(Referring expression data)

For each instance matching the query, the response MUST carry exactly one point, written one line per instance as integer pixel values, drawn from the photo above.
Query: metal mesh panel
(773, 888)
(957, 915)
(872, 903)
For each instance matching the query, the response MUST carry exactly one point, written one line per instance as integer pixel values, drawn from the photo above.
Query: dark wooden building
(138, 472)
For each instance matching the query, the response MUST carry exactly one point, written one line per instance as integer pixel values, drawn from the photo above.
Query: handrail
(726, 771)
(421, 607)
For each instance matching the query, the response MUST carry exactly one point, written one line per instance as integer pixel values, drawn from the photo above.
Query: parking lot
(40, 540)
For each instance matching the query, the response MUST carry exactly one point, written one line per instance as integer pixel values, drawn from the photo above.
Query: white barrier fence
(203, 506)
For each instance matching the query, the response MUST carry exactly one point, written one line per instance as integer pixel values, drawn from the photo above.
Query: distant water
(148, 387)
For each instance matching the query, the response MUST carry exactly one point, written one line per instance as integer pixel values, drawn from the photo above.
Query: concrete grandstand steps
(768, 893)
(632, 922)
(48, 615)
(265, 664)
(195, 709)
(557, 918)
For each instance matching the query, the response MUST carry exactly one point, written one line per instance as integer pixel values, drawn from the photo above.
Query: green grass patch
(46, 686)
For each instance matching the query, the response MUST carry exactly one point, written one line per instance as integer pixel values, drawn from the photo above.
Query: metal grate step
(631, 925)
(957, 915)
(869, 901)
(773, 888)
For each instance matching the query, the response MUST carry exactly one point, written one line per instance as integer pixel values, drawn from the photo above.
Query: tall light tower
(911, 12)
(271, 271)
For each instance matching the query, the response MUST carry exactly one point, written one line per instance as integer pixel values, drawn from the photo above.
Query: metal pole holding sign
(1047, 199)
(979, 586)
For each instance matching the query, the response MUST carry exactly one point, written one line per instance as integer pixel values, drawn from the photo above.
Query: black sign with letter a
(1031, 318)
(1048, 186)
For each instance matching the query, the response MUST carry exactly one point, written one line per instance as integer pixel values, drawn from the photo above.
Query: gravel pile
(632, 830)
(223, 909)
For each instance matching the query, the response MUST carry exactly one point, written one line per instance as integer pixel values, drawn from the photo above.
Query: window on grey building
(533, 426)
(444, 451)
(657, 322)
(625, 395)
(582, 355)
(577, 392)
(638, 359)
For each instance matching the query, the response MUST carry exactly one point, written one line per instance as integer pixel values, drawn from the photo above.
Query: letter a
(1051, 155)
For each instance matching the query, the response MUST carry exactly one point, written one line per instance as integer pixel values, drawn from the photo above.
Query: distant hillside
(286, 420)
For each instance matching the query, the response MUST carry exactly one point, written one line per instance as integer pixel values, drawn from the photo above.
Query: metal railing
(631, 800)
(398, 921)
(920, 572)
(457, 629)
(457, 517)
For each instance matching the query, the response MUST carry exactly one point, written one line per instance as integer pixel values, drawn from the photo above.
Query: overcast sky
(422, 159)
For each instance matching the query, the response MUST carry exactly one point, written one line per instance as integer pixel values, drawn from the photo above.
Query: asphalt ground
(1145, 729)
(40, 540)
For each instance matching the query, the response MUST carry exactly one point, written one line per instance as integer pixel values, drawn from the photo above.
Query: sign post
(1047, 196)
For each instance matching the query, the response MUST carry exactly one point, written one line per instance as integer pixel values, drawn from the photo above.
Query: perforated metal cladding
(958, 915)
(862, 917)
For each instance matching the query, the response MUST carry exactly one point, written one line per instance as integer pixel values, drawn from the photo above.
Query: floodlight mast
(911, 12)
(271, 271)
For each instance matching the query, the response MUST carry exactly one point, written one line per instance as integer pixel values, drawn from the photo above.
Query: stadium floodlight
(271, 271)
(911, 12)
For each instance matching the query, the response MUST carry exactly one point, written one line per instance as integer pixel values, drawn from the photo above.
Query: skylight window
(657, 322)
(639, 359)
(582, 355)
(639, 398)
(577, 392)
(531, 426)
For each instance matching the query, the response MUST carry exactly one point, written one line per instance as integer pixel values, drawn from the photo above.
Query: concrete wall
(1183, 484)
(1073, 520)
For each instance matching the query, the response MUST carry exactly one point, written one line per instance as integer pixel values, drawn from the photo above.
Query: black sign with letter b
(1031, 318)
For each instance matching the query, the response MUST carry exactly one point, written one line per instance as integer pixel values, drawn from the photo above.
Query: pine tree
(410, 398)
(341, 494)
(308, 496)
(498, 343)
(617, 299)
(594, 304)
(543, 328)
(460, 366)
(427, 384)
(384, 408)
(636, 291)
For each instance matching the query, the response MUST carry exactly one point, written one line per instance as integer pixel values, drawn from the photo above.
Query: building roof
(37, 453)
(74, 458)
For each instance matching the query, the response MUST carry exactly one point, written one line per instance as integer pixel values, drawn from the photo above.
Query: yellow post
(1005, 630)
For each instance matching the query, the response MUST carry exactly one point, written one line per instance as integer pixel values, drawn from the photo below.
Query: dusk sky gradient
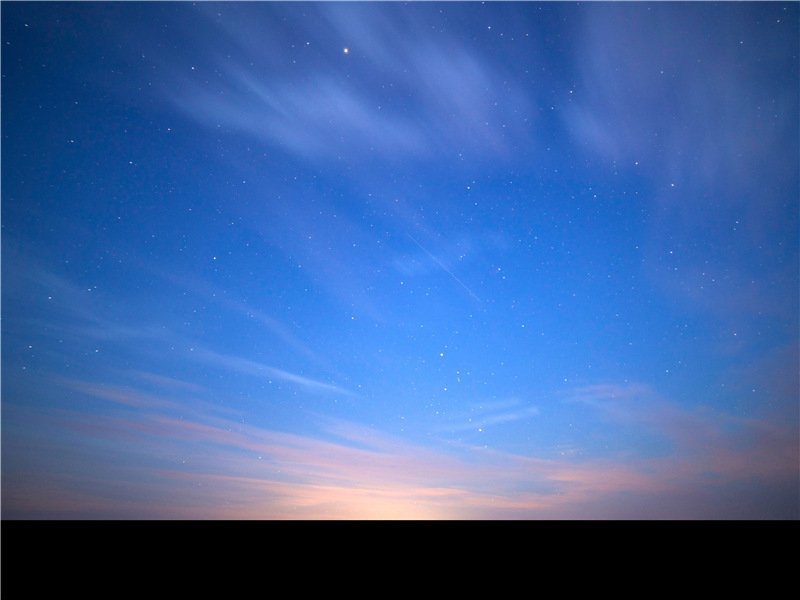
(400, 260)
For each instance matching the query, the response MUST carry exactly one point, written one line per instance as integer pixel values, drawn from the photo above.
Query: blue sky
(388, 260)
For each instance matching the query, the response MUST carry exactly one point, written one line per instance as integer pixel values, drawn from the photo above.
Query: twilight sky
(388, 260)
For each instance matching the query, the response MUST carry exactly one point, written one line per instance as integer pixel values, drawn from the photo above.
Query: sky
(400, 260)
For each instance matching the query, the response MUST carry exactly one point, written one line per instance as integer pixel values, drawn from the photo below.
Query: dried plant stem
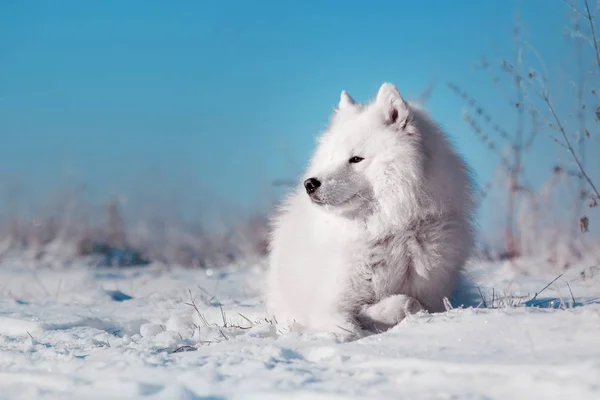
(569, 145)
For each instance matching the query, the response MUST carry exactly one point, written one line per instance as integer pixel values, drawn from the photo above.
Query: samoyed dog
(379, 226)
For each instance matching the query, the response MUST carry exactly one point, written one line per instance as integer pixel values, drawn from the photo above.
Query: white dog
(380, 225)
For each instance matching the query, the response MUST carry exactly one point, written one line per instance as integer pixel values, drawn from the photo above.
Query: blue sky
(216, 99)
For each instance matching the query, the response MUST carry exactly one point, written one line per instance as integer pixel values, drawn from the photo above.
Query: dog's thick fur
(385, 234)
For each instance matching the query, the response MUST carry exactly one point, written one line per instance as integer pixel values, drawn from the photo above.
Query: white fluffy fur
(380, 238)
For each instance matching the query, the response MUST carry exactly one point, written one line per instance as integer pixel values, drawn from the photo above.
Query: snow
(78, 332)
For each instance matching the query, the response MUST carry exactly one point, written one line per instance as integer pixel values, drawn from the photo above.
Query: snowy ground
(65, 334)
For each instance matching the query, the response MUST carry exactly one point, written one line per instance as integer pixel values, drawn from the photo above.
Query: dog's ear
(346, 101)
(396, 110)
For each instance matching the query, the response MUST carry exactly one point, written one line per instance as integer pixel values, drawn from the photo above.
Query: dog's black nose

### What the task asks
If pictures appear in the data, omit them and copy all other parts exactly.

### Task result
For each instance matching the query, the response MUST carry exactly one point, written one line per instance as integer pixel values, drawn from the photo above.
Query: metal mesh panel
(773, 888)
(957, 915)
(872, 903)
For each instance matching the query, the response MUST carry exactly one point, written one line per instance as integer pixel values, drawn from the photo above.
Query: dark wooden building
(138, 472)
For each instance matching the query, the response MUST carry exactly one point, written one line per instance as integer pixel values, drawn from the photo above.
Query: handrail
(726, 771)
(421, 607)
For each instance matching the query, the response MUST carry exactly one point, written one line per instance as integer pixel values, drawn from the photo above.
Query: parking lot
(40, 540)
For each instance matching the query, the response MUST carry exactly one point, written one line per instance as integer pixel values, drawn from the photo above.
Query: white barrier fence
(203, 506)
For each instance matching the query, the response MUST carry exactly one point, written one line per instance as integer pixel values, drawn from the photo above.
Query: distant water
(148, 387)
For each instance matching the query, the response MUST carry exactly one point, written one line per instance as integer pixel values, drawn from the photo above.
Query: concrete grandstand steps
(768, 893)
(632, 922)
(48, 615)
(265, 664)
(195, 709)
(557, 918)
For each instance matching the query, the response MUST carry exactly one point, written one line per instance as integer pixel values, drawn from the photo above.
Query: green grass patch
(46, 686)
For each instance matching the query, the response MUST carry exactly one point, written one line per instance as integer pixel values, drawn from the photo above.
Query: metal grate step
(631, 925)
(957, 915)
(869, 901)
(773, 888)
For each instance matching the query, the response MUST carry exactly one point, written one line per instance as integer pixel values, drawn from the photo above.
Query: tall light tower
(911, 12)
(271, 271)
For each instance matching the query, the response MUST carry exactly one point, written one line per instance as integer pixel values, drawn from the photo above.
Query: metal pole holding sign
(1047, 199)
(979, 586)
For each instance matching the query, the response MUST carry exactly one point, written one line per instance as integer pixel values, drawn from the photo above.
Query: black sign with letter a
(1031, 318)
(1048, 186)
For each instance matching the query, the response MUST carry exactly one point, written one line per instance as integer pixel values, drawn from the photo above.
Query: gravel pile
(632, 830)
(223, 909)
For each instance matching the query, the response MUST carry exactly one point, written one line per instance as integer pixel values, drawn from the photo above.
Query: window on grey building
(533, 426)
(444, 451)
(657, 322)
(625, 395)
(582, 355)
(577, 392)
(638, 359)
For each instance matching the query, the response MUST carry exactly one point, written one line per instance as integer pixel values, drawn from the photo above.
Query: letter a
(1051, 155)
For each instance matching the query, the response MUST carry exactly one point, written one line per instance as integer pixel values, drawn from the photo above.
Query: distant hillside
(286, 420)
For each instance matching the query, the response MUST carry exactly one point, written one line per instance as integer pixel values, drawn from the photo above.
Query: metal railing
(631, 800)
(398, 921)
(920, 572)
(457, 629)
(457, 517)
For each instance matching the query, the response MUST carry exactly one point, written one line per instance as integer pixel values, drawn from the photo above.
Query: overcast sky
(422, 159)
For each instance matching the query, the response MUST carry exactly one point, written one line per instance as integer pixel values, drawn from the photo above.
Query: asphalt ground
(1145, 729)
(40, 540)
For each instance matching the query, the response MUST carry exactly one point, written one line per instance as integer pixel values, drawn from the photo above.
Query: sign post
(1047, 196)
For each instance matching the query, the response MUST carry exactly one point, written one line per instance as integer pixel values, drawn from the photo above.
Query: perforated metal cladding
(958, 915)
(862, 917)
For each instance matching the query, the response MUST carry exactly one point, written one line per instance as integer pixel values, drawn from the photo above.
Query: floodlight mast
(911, 12)
(271, 271)
For each instance matching the query, the response MUST carry exactly one point, written one line per instance as integer pixel values, drawn from the photo above.
Query: stadium floodlight
(271, 271)
(911, 12)
For each instance matching the query, the response MUST carry exactly one point, written one line per instance as integer pixel values, drawn from the photo above.
Query: skylight window
(657, 322)
(639, 359)
(582, 355)
(639, 398)
(577, 392)
(531, 426)
For each instance matching the query, the response MUST carry exactly one point, written one line per instance as integer pixel values, drawn from the photo above.
Query: concrete wall
(1183, 484)
(1073, 520)
For each instance matching the query, the response MUST carry exactly one point, written one line per instance as integer pixel values, drawn from the photo above.
Query: black sign with letter b
(1031, 318)
For each instance matching the query, the response MUST carry exactly one point, written one line per instance as integer pixel values, drawn from the photo above.
Query: pine tree
(410, 398)
(341, 494)
(308, 496)
(498, 343)
(617, 299)
(594, 304)
(543, 328)
(460, 366)
(427, 384)
(384, 408)
(636, 291)
For each instance matching the query, the response MUST carry exactly one point, written one line per instance as integer pixel values, drawn from the photo above.
Query: building roof
(37, 453)
(74, 458)
For each instance matching the query, the response MUST carry exactly one point, written one line per instance as integer pixel values, drawn from the photo above.
Query: yellow post
(1005, 630)
For each instance matching the query, the response MUST carry exactly one point, written one line per instance as integer pixel values, drawn from the photo below.
Query: dusk sky gradient
(400, 260)
For each instance matching the query, the response MUST carry exactly one point, written one line per instance as integer pixel values, drawn from the photo above.
Query: blue sky
(388, 260)
For each instance matching the query, the response MUST carry exactly one point, written one line per instance as integer pixel values, drawn from the photo above.
Query: twilight sky
(388, 260)
For each instance matching the query, the response MUST carry exactly one point, written one line per instance as integer pixel values, drawn from the photo above.
Query: sky
(400, 260)
For each instance matching the query, the response MUST carry exactly one point, written one line per instance as integer pixel values, drawn from the photo below.
Query: dried plant stem
(569, 145)
For each instance matching the query, the response MUST carry exactly one point, written one line per instance as integer pixel values, drawn from the photo above.
Query: samoyed dog
(379, 226)
For each instance matching the query, the response MUST carry exactly one point, written one line per instance as integer pixel values, drawn from the photo above.
Query: white dog
(380, 225)
For each instance matching the query, the response MUST carry exactly one point, written one line per instance as integer pixel values, drawn from the photo above.
Query: blue sky
(216, 99)
For each instance matching the query, the response MUST carry exactly one point, written one line per instance as integer pixel values, drawn from the photo above.
Query: dog's thick fur
(385, 234)
For each instance matching the query, the response MUST carry exactly one point, written one line per instance as integer pixel values, drawn from the photo above.
Query: white fluffy fur
(380, 238)
For each instance matching the query, the response MUST carry exactly one point, written one line per instance as integer pixel values, drawn from the photo above.
Query: snow
(78, 332)
For each instance matching the query, the response MUST carry exactly one point, written one line per instance as integer pixel values, drawn from the photo above.
Query: snowy ground
(65, 334)
For each instance matching the query, the response MUST carry exactly one point, written one line per instance as integer pixel values, drawn from the photo above.
Query: dog's ear
(346, 101)
(396, 110)
For each instance matching the query, the response MUST carry exactly one point, written one line per instance as integer pixel values, drawn from the photo above.
Query: dog's black nose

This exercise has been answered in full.